**Problem to solve**
For this exercise, write out each entry below exactly as it reads.
=== Section Start ===
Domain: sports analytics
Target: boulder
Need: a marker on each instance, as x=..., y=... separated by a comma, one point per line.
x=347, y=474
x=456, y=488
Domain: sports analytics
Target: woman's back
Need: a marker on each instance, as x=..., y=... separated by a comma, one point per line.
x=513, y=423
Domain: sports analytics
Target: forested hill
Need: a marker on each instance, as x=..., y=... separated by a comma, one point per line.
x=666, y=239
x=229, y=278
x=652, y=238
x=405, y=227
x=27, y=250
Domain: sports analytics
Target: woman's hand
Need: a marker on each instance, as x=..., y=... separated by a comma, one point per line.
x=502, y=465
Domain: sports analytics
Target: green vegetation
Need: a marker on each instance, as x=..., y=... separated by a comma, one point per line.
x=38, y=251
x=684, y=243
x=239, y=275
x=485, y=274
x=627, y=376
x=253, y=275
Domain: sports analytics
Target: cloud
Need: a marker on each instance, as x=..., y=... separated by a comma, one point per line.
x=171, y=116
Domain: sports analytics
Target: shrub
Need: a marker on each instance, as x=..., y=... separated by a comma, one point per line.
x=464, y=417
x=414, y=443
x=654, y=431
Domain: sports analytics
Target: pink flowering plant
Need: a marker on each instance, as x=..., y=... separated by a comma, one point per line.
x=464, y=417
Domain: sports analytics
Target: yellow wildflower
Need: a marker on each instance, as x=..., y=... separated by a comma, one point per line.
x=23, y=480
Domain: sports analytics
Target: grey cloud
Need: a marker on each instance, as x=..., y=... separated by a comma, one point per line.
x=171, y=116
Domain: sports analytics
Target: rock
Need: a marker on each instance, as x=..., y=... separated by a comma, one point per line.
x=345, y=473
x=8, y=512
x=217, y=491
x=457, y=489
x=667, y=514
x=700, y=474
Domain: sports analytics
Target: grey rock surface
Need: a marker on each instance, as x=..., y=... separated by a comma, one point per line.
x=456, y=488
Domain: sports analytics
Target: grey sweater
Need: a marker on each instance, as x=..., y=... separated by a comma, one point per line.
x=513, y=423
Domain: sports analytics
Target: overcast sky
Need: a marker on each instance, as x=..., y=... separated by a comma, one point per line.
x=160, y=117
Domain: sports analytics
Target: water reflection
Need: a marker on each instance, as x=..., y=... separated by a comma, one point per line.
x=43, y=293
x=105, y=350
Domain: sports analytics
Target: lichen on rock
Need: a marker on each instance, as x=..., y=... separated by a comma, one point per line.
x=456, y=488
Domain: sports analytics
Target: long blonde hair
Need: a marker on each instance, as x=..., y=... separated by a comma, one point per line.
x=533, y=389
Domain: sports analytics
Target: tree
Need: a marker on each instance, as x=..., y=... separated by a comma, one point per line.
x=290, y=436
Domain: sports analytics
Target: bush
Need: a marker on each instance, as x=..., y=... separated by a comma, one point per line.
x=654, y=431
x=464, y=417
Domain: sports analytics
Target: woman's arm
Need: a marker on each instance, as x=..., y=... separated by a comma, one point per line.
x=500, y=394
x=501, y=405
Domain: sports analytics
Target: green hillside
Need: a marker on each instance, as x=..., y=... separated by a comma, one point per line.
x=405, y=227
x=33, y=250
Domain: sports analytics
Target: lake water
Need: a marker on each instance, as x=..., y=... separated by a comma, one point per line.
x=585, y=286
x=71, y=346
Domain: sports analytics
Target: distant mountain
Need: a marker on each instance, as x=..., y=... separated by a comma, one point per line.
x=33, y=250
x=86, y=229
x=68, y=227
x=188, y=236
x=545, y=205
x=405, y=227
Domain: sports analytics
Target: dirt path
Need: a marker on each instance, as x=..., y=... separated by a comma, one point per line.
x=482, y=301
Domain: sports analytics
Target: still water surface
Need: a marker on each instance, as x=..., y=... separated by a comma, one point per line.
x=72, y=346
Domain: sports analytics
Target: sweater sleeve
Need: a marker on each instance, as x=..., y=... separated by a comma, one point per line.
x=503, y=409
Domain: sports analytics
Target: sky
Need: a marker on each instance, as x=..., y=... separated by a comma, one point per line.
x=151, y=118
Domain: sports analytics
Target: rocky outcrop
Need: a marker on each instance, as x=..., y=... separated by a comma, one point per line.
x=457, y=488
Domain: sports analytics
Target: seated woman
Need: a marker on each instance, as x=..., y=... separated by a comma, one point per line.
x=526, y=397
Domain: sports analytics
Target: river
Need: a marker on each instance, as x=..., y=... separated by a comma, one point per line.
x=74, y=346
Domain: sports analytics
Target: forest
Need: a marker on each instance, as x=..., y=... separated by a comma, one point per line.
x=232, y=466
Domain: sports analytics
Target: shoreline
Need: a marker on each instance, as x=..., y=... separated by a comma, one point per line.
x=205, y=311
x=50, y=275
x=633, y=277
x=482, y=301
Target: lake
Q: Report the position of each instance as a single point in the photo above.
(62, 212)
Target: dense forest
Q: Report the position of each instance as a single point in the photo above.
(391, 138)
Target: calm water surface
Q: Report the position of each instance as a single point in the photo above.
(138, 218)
=== Section End ===
**Answer area**
Domain: sports analytics
Target: boulder
Need: a marker on each instance, as x=..., y=... separated by a comma, one point per line.
x=347, y=474
x=456, y=488
Domain: sports analytics
Target: woman's back
Need: a marker on each instance, as x=..., y=... separated by a comma, one point per line.
x=513, y=423
Domain: sports analytics
Target: forested hill
Need: a marker on each instance, as x=..., y=... separated by a comma, one point per line.
x=666, y=239
x=229, y=278
x=652, y=238
x=405, y=227
x=27, y=250
Domain: sports analytics
Target: woman's hand
Need: a marker on each instance, as x=..., y=... separated by a comma, one point per line.
x=502, y=465
Domain: sports analytics
Target: green vegetation
Need: a marker on each instance, as x=..., y=... separated by a comma, one point per line.
x=38, y=251
x=684, y=243
x=239, y=275
x=485, y=274
x=627, y=376
x=253, y=275
Domain: sports analytics
Target: cloud
Need: a marker on each instance, as x=..., y=... separated by a comma, one point per line.
x=171, y=116
Domain: sports analytics
Target: shrub
Need: a marker on each instance, as x=..., y=... separated by a comma, one point per line.
x=464, y=417
x=414, y=443
x=654, y=431
Domain: sports analytics
Target: pink flowering plant
Need: a marker on each instance, as x=..., y=... separated by a comma, one point per line.
x=464, y=417
Domain: sports analytics
Target: yellow wildflower
Need: a marker on each instance, as x=..., y=... separated by a comma, one point per line.
x=23, y=480
Domain: sports analytics
Target: grey cloud
Need: a marker on each instance, as x=..., y=... separated by a comma, one point per line.
x=171, y=116
Domain: sports analytics
Target: rock
Need: a marker on each instance, as x=..., y=... separated by a comma, one point per line.
x=345, y=473
x=8, y=512
x=217, y=491
x=457, y=489
x=667, y=514
x=700, y=474
Domain: sports analytics
Target: grey rock surface
Need: a marker on each instance, as x=..., y=... separated by a comma, one point per line.
x=456, y=488
Domain: sports analytics
Target: grey sweater
Need: a marker on each instance, as x=..., y=... separated by a comma, one point per line.
x=513, y=423
Domain: sports analytics
Target: overcast sky
Need: a marker on each instance, as x=..., y=... separated by a comma, one point per line.
x=160, y=117
Domain: sports analytics
Target: water reflection
Need: a marker on each instance, as x=..., y=... separated by a comma, one point per line.
x=43, y=293
x=105, y=350
Domain: sports analytics
Target: lichen on rock
Need: a marker on each instance, as x=..., y=... separated by a comma, one point per line.
x=456, y=488
Domain: sports analytics
Target: long blonde hair
Need: a marker on each instance, as x=..., y=... separated by a comma, one point per line.
x=533, y=389
Domain: sports analytics
Target: tree
Need: a marker on each instance, as x=..., y=... separated by a comma, one point per line.
x=290, y=436
Domain: sports analytics
Target: bush
Need: a marker on each instance, as x=..., y=... separated by a comma, one point per line.
x=654, y=431
x=464, y=417
Domain: sports analytics
Target: woman's arm
Need: a marker on each instance, as x=..., y=... separated by a comma, one point per line.
x=500, y=394
x=501, y=405
Domain: sports analytics
Target: green hillside
Need: a marker on each instance, as x=..., y=... separated by a comma, one point per line.
x=405, y=227
x=33, y=250
Domain: sports analytics
Target: lake water
Need: a marker on each instance, as x=..., y=... separated by a comma, one point per line.
x=585, y=286
x=71, y=346
Domain: sports analytics
Target: distant mountain
Need: a marker on each instance, as x=..., y=... separated by a comma, one point per line.
x=33, y=250
x=86, y=229
x=68, y=227
x=188, y=236
x=545, y=205
x=405, y=227
Domain: sports analytics
Target: dirt path
Need: a marker on each instance, as x=..., y=... separated by a comma, one point per line.
x=482, y=301
Domain: sports analytics
Target: still water surface
Need: a marker on each instance, as x=..., y=... separated by a comma, one point per line.
x=72, y=346
Domain: sports analytics
Target: sweater sleeve
Need: a marker on each instance, as x=..., y=... separated by a comma, one point per line.
x=503, y=409
Domain: sports analytics
Target: sky
Need: a marker on each instance, as x=..., y=... separated by a comma, one point per line.
x=151, y=118
Domain: sports analytics
Target: rocky outcrop
Need: a marker on each instance, as x=..., y=... separated by a comma, one point per line.
x=457, y=488
Domain: sports analytics
Target: seated woman
Need: a marker on each instance, as x=..., y=... separated by a comma, one point per line.
x=526, y=397
Domain: sports analytics
Target: river
Need: a marker on each instance, as x=..., y=... separated by a comma, one point per line.
x=74, y=346
Domain: sports analytics
Target: forest
Need: a marker on each instance, as x=..., y=... separated by a comma, one point per line.
x=232, y=466
Domain: sports analytics
Target: shoreline
Need: a marker on each instance, as x=..., y=... separated by a comma, one point per line.
x=205, y=311
x=50, y=275
x=633, y=277
x=482, y=301
Target: lake
Q: Report the position of each instance as a single point in the photo above.
(62, 212)
Target: dense forest
Q: Report the position of each instance as a single point in the photo above.
(391, 138)
Target: calm water surface
Q: Report the position of each instance as a single point in the photo above.
(138, 218)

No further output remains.